# WRITTEN INSTRUCTION
Copy every one of the entries below word for word, leaving the pictures out of your copy.

--- START RECORD LIST ---

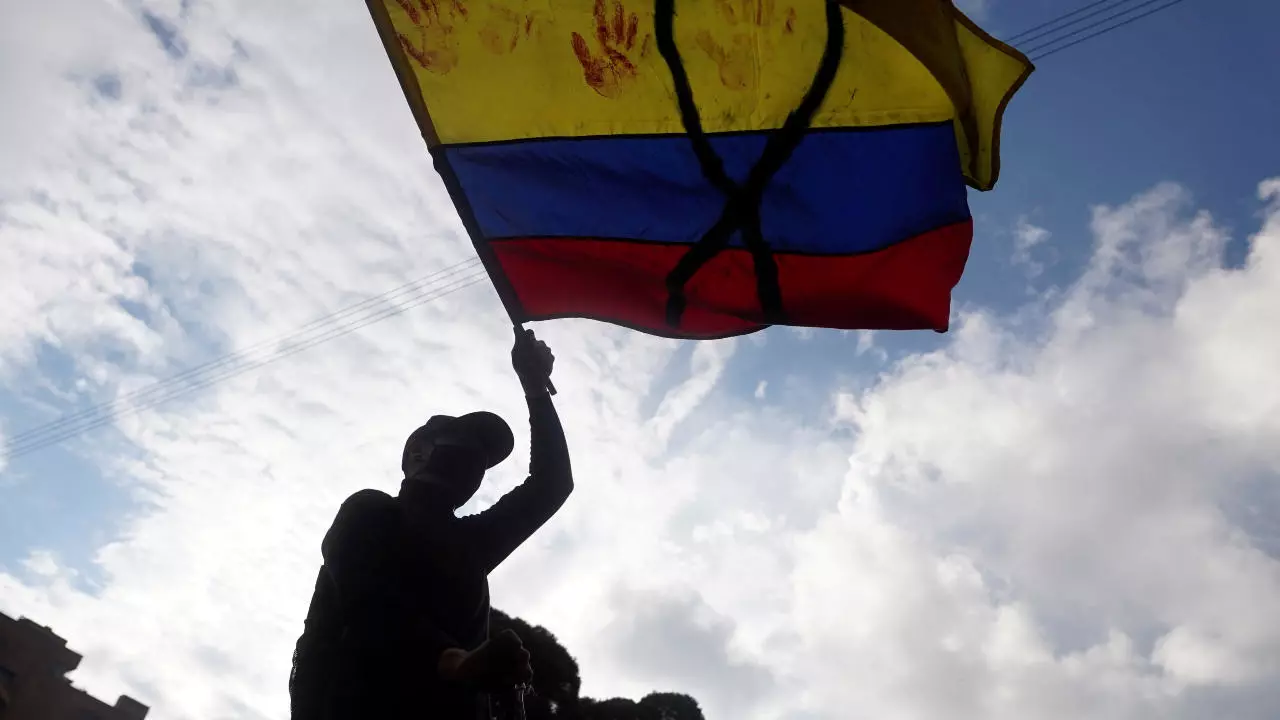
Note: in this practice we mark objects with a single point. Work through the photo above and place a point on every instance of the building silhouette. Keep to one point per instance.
(33, 686)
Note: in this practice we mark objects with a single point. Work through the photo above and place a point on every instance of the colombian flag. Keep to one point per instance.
(705, 168)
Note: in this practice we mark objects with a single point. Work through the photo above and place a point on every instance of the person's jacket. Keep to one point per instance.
(412, 582)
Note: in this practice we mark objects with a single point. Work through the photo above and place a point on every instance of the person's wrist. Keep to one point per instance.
(448, 662)
(534, 387)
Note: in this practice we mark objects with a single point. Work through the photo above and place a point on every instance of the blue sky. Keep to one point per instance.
(1075, 488)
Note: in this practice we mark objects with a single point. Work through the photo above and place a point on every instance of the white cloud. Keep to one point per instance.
(1028, 237)
(1019, 527)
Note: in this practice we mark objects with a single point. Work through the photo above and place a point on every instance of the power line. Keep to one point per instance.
(1046, 49)
(224, 367)
(1022, 36)
(423, 283)
(113, 411)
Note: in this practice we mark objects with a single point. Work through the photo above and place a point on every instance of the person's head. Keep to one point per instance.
(451, 455)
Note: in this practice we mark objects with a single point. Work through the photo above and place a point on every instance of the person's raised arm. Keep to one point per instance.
(519, 514)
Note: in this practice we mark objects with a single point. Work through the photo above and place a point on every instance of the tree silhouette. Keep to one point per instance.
(557, 682)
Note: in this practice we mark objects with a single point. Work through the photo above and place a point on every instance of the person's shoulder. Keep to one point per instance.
(368, 500)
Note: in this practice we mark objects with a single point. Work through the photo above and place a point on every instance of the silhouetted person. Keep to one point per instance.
(411, 577)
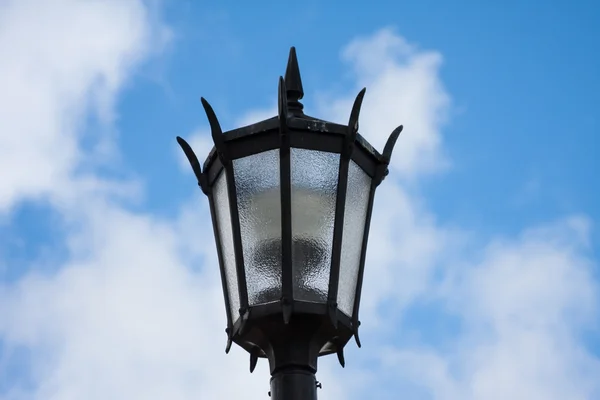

--- END RECORD LIST ---

# EXPECTED ANSWER
Note: in this practice we mark objects with a single point. Work through the photo above and place a point on every instance of the building silhouette. Keep to one point per instance.
(33, 686)
Note: in this practice we mark objects with a single point. Work through the photo above and place a point on every instance of the colombian flag. Keep to one point per instance.
(705, 168)
Note: in this practice we mark objects with a single point. Work through the photo above and place a point on every instance of the person's jacket. Keep to one point per instance.
(412, 582)
Note: in this practice we mark objects with a single point. Work through the photo above and place a point on every instance of the person's wrist. Keep to one point per instance.
(448, 662)
(534, 387)
Note: in this practice we mark objects with a single point. Work through the photo above and place a point on every instance of the blue sky. Keep to one point per instance.
(1075, 488)
Note: in this practice we mark objects with a single point. Work through the photo above and place a point on every instance of the white cloud. Keep to one point per instance.
(1028, 237)
(1019, 527)
Note: in this practice we mark objects with a single point. Work through the photo above and place a point on every instance of the power line. Keep to one point per instance.
(1046, 49)
(224, 367)
(1022, 36)
(423, 283)
(113, 411)
Note: in this practice we mark objects with a single point. Work through the photo above and place a point on every instance of the person's head. Keep to one point per instance.
(451, 455)
Note: in this practice we mark objects with a single point. Work through the photo above and place a point on every instance of the person's raised arm. Keep to one point per instance.
(519, 514)
Note: in this practice we mark objects with a single point. Work through the photo above and place a point on every instance of the tree silhouette. Keep to one point per instance.
(557, 682)
Note: in this practice we mark objects with a single point. Work through the photo above and place a point on every instance of the person's shoulder. Keep to one point per instance.
(368, 500)
Note: in this practice we mark objects with a single point. Work through the photo above and place a point on every instance of the silhouetted person. Keep to one point per instance.
(411, 577)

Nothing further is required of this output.